=== TEXT PROVIDED ===
● ● ● ●
The setting aside of the divorce decree was anything but this sort of pointless exercise. In the first place, Mrs. Wray has asserted defenses on the merits; in her answer to the petition she specifically denied the allegations of habitual cruelty and desertion. In light of the minimal and highly conclusory evidence adduced in support of these allegations, Mrs. Wray’s equally conclusory denials would satisfy the requirement that there be some prospect of a different outcome on retrial.
The application of the "meritorious defense" rule to this case is further obfuscated by petitioner’s frequent reiteration of the argument that there is no dispute on the merits because Mrs. Wray also wants a divorce. The parties have been litigating against each other not because they cannot agree about whether they should be divorced, but because they have serious disagreements about what their rights and obligations should be upon dissolution of the marriage. The weight of the evidence on this motion supports Mrs. Wray’s contention that Mr. Wray’s recent sortie into the High Court of American Samoa was an effort to divest the Hawaii court of jurisdiction to enforce a settlement including detailed provisions for child custody, support, division of property, and assumption of liabilities, which is apparently unacceptable to him, and perhaps also to divest the court of jurisdiction to enforce an order for support pendente lite with which he has not complied. Whether or not these issues comprise
We are unpersuaded by petitioner’s contention that these issues are immaterial to the Rule 60(b) motion because Justice Murphy made no final- order with respect to them. There is some chance Mrs. Wray could eventually obtain the post-divorce relief she seeks by coming to American Samoa to litigate these aspects of her case, but there are important reasons --- including the difficulties a court can encounter in dealing with persons and property outside its jurisdiction, differences in the law (including choice-of-law rules) applied in different places, and logistical problems inherent in litigating 2500 miles from home --- that could substantially affect both the timing and the ultimate likelihood of any such order.
Nor is it inconsequential that the Hawaii decree would be on the ground that the marriage has been "irretrievably broken," whereas the order summarily entered in American Samoa brands Mrs. Wray as habitually cruel and a deserter.
In any case, Mr. Wray’s actions convince us that he agrees with Mrs. Wray’s assertion that it would be substantially to her disadvantage to shift jurisdiction of all remaining issues to Samoa. Chief Justice Gardner’s order staying the Samoa proceedings was based on his conclusion that it would be contrary to "the ends of justice and fairness" to put her at such a disadvantage. That order was made after full briefing and argument by counsel for both parties. It was summarily vacated on Mr. Wray’s explicit and unchallenged representation that Mrs. Wray had unreasonably delayed the Hawaii proceedings. We have concluded, on the basis of evidence unknown to the judge and to respondent’s counsel at the time, that this representation was false and that Justice Gardner’s decision that Hawaii was the fairest and most convenient forum should therefore not have been disturbed. If we were otherwise correct in this judgment, it is utterly irrelevant that each party wishes somehow and somewhere to be divorced.
● ● ● ●
Labeled-object pointing entries
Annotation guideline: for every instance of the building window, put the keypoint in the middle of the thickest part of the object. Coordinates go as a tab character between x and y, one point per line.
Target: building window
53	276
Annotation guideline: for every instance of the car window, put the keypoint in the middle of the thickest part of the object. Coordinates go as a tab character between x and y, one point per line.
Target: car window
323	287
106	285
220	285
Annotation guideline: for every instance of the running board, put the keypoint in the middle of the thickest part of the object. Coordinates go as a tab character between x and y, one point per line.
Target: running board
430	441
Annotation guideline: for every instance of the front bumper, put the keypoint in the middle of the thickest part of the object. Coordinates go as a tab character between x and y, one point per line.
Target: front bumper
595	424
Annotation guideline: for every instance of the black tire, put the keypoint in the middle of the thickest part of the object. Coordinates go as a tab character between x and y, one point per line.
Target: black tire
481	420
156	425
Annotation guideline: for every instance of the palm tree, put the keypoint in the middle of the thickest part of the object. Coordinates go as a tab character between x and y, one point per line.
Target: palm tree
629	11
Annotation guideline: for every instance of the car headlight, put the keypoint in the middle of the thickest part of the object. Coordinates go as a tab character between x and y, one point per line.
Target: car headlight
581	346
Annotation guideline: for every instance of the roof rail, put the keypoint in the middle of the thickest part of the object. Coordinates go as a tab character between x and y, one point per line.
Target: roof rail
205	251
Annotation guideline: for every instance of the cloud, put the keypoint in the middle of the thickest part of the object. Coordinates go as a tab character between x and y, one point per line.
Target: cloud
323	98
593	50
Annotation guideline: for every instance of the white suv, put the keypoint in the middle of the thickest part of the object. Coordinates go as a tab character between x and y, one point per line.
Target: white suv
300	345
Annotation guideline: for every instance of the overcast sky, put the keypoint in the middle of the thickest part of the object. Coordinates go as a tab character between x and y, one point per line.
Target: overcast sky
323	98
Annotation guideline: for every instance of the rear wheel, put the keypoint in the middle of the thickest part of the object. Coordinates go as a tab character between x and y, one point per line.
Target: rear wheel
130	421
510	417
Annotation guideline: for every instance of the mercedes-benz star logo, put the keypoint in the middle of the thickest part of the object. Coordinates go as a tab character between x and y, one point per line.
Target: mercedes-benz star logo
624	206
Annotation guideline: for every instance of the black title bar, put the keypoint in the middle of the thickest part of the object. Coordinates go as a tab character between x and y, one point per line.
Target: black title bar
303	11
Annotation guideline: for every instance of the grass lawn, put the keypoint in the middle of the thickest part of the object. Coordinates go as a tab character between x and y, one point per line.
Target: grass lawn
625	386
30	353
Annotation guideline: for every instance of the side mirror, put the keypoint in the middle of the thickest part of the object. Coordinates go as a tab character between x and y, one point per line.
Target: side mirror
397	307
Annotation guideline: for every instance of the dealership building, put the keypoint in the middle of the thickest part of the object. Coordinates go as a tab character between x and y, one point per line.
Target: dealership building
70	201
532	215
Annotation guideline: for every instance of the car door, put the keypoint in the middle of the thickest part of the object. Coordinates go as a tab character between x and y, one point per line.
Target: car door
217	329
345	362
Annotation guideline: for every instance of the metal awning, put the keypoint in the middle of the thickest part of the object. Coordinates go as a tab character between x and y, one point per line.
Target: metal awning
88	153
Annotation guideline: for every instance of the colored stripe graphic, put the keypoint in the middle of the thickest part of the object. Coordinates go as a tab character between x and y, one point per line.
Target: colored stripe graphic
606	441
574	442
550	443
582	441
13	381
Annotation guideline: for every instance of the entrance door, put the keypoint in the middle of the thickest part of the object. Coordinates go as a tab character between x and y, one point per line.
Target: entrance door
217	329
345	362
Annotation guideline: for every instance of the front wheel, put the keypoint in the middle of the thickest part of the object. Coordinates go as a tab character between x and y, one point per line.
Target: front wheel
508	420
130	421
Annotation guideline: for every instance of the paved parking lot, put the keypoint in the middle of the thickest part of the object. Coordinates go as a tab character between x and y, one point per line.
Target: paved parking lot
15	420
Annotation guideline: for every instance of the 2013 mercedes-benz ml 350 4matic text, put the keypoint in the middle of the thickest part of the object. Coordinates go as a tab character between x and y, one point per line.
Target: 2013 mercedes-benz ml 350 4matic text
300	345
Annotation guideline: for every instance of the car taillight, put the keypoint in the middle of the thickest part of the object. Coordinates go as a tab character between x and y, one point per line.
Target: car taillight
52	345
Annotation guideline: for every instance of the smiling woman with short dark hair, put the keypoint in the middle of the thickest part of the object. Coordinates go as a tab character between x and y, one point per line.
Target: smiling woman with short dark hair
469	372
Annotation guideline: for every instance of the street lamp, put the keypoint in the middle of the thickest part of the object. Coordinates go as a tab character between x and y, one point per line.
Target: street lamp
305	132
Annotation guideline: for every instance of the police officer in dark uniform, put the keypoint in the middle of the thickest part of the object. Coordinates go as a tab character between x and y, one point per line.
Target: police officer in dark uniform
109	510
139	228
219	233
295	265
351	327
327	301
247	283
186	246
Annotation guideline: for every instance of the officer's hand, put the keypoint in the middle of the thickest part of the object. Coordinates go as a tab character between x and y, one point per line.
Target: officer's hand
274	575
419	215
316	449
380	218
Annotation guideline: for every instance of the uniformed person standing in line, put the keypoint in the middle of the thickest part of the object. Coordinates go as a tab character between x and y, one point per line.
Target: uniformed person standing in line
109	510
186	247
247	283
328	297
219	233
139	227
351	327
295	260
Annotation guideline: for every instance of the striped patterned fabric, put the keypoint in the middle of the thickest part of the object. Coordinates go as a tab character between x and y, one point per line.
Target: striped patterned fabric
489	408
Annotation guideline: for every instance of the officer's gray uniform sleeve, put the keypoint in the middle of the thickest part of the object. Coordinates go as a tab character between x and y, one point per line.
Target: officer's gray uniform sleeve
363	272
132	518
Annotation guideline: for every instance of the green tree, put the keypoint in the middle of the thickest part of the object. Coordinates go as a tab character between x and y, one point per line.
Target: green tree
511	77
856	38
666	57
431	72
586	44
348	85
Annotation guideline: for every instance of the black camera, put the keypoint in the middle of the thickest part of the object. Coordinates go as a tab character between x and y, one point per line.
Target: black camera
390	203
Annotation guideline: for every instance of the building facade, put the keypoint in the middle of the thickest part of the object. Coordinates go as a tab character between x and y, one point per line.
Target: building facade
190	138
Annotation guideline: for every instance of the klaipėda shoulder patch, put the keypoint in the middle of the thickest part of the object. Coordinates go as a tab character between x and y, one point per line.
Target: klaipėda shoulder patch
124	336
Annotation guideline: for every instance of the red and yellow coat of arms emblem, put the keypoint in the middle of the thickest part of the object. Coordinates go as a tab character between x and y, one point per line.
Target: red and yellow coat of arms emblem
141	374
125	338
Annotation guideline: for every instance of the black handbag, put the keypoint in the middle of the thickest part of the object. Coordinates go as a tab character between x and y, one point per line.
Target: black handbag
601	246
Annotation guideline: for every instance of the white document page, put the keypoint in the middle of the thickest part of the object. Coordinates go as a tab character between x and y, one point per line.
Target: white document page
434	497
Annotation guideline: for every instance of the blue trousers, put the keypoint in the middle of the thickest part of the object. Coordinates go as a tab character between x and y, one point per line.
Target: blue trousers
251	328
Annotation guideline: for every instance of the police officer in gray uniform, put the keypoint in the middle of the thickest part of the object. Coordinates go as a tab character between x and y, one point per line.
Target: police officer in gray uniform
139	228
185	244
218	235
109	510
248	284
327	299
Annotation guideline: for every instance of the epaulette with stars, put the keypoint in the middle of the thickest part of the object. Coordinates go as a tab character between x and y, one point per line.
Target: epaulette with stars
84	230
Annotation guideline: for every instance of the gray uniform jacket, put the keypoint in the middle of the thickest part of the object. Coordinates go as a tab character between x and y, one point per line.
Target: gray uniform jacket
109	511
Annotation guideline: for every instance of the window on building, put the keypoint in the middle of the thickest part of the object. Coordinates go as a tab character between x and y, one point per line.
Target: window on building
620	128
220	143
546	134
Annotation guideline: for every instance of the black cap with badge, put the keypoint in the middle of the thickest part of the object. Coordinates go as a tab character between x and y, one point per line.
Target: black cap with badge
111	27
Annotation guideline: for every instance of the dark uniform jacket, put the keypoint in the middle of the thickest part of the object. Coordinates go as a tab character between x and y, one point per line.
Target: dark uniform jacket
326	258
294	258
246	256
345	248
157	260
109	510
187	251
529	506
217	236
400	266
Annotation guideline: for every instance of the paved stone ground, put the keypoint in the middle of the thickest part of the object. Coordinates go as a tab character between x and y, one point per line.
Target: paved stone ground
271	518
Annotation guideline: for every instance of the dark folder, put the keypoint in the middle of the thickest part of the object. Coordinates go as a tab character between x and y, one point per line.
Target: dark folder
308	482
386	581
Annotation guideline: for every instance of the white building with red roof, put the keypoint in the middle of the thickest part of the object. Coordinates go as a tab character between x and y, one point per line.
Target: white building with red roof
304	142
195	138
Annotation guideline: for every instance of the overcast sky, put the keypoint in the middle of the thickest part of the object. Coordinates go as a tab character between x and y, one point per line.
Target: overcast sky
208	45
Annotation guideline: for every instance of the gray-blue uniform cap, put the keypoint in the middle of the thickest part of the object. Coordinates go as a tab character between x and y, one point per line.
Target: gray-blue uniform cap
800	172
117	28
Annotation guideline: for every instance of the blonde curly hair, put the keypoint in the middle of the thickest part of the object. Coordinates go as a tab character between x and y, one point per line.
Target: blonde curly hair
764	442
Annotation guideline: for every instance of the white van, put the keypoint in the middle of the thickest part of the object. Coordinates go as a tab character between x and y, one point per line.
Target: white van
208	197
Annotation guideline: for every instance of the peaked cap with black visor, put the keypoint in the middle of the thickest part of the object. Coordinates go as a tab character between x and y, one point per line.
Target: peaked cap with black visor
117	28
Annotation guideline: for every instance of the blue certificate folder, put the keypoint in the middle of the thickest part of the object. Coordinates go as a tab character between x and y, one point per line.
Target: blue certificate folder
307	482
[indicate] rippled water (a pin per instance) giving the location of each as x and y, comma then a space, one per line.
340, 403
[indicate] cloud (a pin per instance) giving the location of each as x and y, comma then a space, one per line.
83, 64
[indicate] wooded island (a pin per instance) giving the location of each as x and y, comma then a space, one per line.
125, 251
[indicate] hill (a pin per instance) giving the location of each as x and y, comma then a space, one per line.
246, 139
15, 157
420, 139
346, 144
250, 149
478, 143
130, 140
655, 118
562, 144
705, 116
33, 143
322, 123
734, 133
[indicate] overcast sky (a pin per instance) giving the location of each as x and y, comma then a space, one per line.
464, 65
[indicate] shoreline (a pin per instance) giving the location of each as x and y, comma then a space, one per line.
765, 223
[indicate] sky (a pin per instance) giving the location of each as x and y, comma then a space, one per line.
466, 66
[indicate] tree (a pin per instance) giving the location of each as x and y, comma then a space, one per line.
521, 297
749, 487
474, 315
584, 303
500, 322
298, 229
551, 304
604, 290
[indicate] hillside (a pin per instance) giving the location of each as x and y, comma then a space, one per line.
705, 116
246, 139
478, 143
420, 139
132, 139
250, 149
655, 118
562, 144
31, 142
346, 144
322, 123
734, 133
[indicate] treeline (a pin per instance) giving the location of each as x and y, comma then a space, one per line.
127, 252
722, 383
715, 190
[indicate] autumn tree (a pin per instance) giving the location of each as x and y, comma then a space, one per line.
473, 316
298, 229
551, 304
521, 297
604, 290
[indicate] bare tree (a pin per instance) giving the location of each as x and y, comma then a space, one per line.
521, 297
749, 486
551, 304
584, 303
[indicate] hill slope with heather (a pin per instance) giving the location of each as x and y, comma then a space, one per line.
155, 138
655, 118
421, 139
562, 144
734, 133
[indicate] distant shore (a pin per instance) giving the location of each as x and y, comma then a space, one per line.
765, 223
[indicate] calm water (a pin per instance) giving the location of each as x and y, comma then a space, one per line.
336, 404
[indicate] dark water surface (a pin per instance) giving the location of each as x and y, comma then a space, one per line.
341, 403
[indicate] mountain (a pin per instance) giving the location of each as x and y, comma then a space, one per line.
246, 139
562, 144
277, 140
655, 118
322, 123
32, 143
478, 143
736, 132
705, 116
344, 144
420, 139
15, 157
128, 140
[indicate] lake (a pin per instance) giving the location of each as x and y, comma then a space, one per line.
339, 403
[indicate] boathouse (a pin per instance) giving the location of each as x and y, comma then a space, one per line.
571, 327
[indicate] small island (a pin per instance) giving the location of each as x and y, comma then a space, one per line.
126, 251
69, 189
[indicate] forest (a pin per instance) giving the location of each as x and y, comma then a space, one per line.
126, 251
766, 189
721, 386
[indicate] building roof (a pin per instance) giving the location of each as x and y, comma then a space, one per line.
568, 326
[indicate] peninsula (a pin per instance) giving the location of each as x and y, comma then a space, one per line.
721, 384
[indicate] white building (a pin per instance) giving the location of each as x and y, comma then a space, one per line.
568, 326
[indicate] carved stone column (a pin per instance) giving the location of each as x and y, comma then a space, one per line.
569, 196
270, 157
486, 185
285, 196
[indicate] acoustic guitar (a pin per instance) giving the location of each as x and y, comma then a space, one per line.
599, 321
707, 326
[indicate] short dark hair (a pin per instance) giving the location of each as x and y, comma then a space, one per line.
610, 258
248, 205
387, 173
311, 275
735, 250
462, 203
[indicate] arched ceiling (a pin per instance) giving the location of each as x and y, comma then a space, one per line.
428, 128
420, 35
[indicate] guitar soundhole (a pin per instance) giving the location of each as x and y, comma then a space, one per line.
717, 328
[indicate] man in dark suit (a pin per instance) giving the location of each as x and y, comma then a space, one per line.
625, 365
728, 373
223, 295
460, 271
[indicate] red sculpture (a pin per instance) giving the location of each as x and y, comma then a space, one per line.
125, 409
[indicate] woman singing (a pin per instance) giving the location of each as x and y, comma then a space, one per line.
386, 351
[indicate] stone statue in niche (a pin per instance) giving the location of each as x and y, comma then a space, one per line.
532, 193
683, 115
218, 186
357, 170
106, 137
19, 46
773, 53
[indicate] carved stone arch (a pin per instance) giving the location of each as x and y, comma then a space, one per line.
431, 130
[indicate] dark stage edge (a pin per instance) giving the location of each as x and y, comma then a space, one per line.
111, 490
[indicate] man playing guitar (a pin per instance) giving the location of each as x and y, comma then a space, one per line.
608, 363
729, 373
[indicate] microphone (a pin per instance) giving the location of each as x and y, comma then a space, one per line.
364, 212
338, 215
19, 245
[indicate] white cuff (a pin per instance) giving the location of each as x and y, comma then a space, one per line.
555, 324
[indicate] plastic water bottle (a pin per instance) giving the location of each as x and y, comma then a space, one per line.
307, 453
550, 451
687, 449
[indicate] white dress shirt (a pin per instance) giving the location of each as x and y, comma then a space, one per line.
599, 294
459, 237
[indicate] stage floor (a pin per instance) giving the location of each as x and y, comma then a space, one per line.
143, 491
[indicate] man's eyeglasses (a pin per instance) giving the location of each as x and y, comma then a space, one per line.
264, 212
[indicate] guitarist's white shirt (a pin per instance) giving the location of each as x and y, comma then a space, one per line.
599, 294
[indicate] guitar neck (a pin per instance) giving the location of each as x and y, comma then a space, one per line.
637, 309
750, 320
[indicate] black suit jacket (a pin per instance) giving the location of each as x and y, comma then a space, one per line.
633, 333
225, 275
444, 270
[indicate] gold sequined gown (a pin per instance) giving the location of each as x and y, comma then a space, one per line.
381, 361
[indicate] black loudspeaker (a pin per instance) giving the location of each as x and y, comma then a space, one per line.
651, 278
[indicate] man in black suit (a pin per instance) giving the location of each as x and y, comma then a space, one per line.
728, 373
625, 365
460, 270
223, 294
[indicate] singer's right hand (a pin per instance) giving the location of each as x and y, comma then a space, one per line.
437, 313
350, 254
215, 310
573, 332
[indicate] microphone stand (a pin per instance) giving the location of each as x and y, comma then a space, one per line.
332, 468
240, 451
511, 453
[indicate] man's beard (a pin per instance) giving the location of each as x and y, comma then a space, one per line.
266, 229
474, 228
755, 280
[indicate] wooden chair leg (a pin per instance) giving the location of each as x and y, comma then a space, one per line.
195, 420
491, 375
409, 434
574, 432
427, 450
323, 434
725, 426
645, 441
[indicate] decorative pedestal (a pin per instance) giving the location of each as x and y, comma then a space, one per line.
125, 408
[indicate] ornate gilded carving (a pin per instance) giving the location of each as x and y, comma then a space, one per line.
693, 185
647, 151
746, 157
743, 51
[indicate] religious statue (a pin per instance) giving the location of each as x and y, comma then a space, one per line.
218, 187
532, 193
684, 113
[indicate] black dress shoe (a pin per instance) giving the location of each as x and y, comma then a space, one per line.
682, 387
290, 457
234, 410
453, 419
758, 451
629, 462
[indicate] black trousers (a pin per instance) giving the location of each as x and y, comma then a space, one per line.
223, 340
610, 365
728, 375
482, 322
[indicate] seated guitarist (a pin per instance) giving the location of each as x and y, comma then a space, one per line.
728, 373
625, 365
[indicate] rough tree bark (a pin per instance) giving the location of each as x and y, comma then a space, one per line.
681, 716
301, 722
● ● ● ●
=== EXERCISE SET ===
a: Please list the provisions that the court opinion on the Wray divorce says are detailed in the settlement the Hawaii court would enforce.
b: Pick up the court opinion on the Wray divorce after its last sentence and continue it.

=== ANSWERS TO THE TASKS ===
a:
- Child custody
- Support
- Division of property
- Assumption of liabilities

b:
The principal purpose and effect of Mr. Wray’s motion in the High Court was to divest his wife of the right to proceed in Hawaii. This right is important and potentially fruitful: both parties are obviously convinced that its exercise is likely to result in the ultimate placement of dollars in the pocket of one party rather than the other. A proceeding that divests such a right without notice or the opportunity to be heard cannot be insulated from review by invocation of a rule designed only to prevent relitigation of proceedings which, although tainted, have not worked any real disadvantage on the losing party.
III. The Status of the Hawaii Proceeding
After the hearing on this Motion to Reconsider, Mr. Wray submitted an affidavit to the effect that some of the delay in the Hawaii proceeding has been caused not by himself but by Mrs. Wray. The affidavit alleges that since June of 1986 (the end of the period of "at least three weeks" that the judge gave Mr. Wray to find a new lawyer) Mrs. 'Wray has been free to press for a conclusion of the Hawaii action and has not done so.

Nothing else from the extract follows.